**** Text provided ****

I've been following practically every development on this god-forsaken thing for nearly two years now. Two freaking years! And there is nothing more obvious to me than the fact that the government's touted savior, aka the vаccine, is not doing what it's supposed to.

That's not just my opinion either, this was even recently admitted by Dr. Anthony Fauci himself.

Yahoo reported:

On Nov. 12, White House CΟVID adviser Anthony Fauci, MD, went on The New York Times’ podcast The Daily to discuss the current state of the coronavirus in the U.S. According to Fauci, officials are now starting to see some waning immunity against both infection and hospitalization several months after initial vaccination. The infectious disease expert pointed toward incoming data from Israel, which he noted tends to be about a month to a month and a half ahead of us in terms of the outbreak.

**** Information provided ****

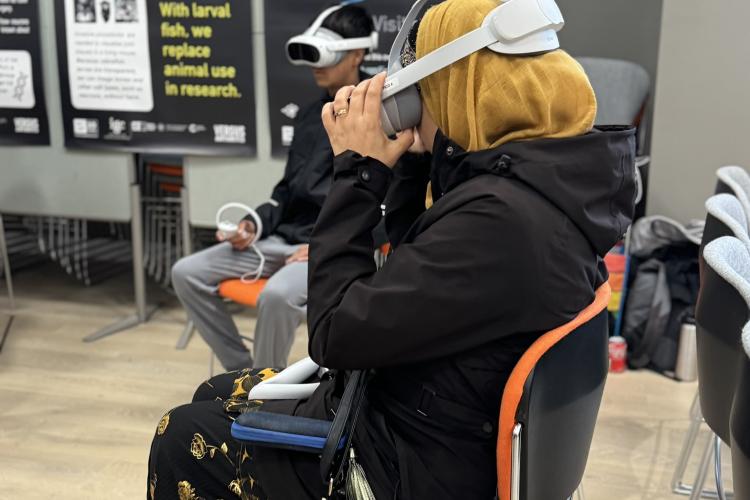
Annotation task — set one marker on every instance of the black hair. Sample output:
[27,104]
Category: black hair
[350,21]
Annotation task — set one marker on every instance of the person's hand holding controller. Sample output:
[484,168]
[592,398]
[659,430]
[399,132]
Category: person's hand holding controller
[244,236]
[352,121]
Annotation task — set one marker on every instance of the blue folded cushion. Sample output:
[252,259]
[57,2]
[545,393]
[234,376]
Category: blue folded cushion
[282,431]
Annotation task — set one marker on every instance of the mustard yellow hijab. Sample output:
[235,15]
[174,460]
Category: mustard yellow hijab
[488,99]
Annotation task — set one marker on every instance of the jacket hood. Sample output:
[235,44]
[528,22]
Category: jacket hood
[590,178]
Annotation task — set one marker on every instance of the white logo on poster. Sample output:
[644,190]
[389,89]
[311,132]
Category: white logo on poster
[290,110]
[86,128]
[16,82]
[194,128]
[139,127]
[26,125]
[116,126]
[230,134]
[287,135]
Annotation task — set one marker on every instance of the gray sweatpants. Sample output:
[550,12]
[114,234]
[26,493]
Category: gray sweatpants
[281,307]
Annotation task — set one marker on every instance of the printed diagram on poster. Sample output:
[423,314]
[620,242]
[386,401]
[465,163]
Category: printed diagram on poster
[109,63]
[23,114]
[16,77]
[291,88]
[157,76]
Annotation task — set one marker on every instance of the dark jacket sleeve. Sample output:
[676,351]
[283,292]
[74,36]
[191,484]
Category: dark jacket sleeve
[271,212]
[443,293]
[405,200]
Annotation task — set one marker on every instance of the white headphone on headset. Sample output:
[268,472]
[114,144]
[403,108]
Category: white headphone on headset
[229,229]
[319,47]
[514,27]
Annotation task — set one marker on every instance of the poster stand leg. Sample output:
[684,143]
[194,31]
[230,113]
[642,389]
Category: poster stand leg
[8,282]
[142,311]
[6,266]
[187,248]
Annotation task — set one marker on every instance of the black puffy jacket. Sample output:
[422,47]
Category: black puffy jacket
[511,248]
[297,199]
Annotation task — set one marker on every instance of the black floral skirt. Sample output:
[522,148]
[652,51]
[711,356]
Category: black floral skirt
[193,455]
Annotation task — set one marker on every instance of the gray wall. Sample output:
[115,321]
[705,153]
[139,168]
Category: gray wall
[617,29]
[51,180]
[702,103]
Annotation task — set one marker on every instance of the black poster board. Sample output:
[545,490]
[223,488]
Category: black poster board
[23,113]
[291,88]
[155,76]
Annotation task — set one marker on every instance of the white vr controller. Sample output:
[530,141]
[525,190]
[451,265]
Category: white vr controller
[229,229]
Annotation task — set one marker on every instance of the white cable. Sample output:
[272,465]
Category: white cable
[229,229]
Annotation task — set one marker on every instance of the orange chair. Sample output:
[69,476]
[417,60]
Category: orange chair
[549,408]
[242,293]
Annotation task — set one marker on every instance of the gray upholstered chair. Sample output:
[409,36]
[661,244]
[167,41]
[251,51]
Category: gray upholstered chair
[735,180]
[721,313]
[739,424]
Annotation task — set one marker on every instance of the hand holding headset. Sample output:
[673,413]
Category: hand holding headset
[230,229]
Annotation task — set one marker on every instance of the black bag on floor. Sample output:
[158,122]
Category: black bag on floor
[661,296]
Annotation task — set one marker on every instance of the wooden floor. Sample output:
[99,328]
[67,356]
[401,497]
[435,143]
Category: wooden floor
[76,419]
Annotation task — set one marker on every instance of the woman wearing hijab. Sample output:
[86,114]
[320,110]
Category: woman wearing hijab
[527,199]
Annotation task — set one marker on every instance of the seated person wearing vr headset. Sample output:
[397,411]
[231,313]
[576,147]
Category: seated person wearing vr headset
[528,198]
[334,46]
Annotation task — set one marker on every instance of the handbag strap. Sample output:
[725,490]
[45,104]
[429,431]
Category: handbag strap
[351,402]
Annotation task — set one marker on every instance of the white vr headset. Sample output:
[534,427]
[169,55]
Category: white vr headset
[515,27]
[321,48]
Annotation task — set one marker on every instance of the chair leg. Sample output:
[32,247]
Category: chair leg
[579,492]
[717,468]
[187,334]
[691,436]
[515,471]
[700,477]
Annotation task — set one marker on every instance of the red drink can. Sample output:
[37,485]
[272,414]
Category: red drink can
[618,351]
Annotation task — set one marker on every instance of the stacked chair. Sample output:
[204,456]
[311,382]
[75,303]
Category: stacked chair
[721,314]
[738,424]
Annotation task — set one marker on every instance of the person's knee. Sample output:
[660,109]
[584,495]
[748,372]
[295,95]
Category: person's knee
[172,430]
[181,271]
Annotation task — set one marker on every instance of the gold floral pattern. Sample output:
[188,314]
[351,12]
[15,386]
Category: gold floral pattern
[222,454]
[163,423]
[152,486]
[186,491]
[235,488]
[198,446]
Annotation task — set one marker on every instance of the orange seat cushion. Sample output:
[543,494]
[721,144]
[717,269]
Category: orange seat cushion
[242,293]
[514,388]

****
**** Information provided ****

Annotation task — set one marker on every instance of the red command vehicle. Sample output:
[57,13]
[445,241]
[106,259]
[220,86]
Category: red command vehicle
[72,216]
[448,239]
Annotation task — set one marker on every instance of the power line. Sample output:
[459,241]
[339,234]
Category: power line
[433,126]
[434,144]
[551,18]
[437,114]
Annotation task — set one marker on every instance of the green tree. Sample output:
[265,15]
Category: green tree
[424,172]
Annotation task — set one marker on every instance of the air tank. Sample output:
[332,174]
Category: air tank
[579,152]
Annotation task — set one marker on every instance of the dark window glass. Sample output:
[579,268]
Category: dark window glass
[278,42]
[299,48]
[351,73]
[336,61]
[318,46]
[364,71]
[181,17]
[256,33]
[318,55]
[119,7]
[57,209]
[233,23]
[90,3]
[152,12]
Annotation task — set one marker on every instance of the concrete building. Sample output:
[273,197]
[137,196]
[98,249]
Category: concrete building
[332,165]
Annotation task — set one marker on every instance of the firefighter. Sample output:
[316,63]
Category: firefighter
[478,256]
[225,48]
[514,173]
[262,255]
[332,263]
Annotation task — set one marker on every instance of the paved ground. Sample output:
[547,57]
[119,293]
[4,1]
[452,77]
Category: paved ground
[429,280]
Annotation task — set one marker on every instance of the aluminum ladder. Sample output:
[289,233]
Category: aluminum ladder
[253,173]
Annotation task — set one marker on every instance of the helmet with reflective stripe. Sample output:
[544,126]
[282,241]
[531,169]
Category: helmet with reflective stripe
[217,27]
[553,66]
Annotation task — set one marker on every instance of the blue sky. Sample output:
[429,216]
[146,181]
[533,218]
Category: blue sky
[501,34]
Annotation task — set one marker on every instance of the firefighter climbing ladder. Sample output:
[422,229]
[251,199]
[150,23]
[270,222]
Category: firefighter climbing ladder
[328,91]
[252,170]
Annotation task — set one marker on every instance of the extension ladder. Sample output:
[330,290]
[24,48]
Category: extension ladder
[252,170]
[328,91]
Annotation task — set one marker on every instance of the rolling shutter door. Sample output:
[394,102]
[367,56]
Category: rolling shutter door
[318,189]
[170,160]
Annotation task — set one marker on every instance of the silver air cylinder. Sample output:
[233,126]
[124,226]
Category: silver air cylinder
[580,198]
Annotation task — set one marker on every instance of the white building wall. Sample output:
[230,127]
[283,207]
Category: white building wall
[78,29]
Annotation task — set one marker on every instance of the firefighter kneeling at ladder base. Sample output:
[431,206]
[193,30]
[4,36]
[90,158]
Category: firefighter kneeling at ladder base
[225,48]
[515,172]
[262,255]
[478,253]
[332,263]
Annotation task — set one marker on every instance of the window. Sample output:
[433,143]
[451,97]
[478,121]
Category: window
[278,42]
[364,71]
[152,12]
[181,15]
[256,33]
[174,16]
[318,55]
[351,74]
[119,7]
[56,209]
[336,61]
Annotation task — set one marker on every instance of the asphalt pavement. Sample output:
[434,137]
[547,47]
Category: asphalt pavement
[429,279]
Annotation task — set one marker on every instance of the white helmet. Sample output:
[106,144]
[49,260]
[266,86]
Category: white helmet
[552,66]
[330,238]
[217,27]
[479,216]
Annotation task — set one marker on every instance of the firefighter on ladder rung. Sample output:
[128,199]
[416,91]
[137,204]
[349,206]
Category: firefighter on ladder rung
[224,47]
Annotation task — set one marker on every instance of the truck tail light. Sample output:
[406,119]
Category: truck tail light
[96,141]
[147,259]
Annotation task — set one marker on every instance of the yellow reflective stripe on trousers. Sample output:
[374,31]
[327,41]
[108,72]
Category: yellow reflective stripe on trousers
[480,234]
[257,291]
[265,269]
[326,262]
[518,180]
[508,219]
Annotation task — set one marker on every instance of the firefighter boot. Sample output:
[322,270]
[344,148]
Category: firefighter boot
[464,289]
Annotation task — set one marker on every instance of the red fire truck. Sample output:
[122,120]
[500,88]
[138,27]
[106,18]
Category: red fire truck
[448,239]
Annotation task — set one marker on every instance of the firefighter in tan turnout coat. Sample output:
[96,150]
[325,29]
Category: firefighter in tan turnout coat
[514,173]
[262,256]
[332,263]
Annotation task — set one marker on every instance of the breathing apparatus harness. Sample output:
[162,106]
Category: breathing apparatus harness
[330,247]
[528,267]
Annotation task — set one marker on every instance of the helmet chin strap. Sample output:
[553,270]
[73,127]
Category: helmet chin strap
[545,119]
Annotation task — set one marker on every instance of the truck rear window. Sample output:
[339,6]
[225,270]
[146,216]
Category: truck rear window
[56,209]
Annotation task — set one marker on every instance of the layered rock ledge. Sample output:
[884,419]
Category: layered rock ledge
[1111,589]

****

Exercise » Reproduce the passage on waning vaccine immunity, everything from "I've been following" down to "of the outbreak.".

Result below »
I've been following practically every development on this god-forsaken thing for nearly two years now. Two freaking years! And there is nothing more obvious to me than the fact that the government's touted savior, aka the vаccine, is not doing what it's supposed to.

That's not just my opinion either, this was even recently admitted by Dr. Anthony Fauci himself.

Yahoo reported:

On Nov. 12, White House CΟVID adviser Anthony Fauci, MD, went on The New York Times’ podcast The Daily to discuss the current state of the coronavirus in the U.S. According to Fauci, officials are now starting to see some waning immunity against both infection and hospitalization several months after initial vaccination. The infectious disease expert pointed toward incoming data from Israel, which he noted tends to be about a month to a month and a half ahead of us in terms of the outbreak.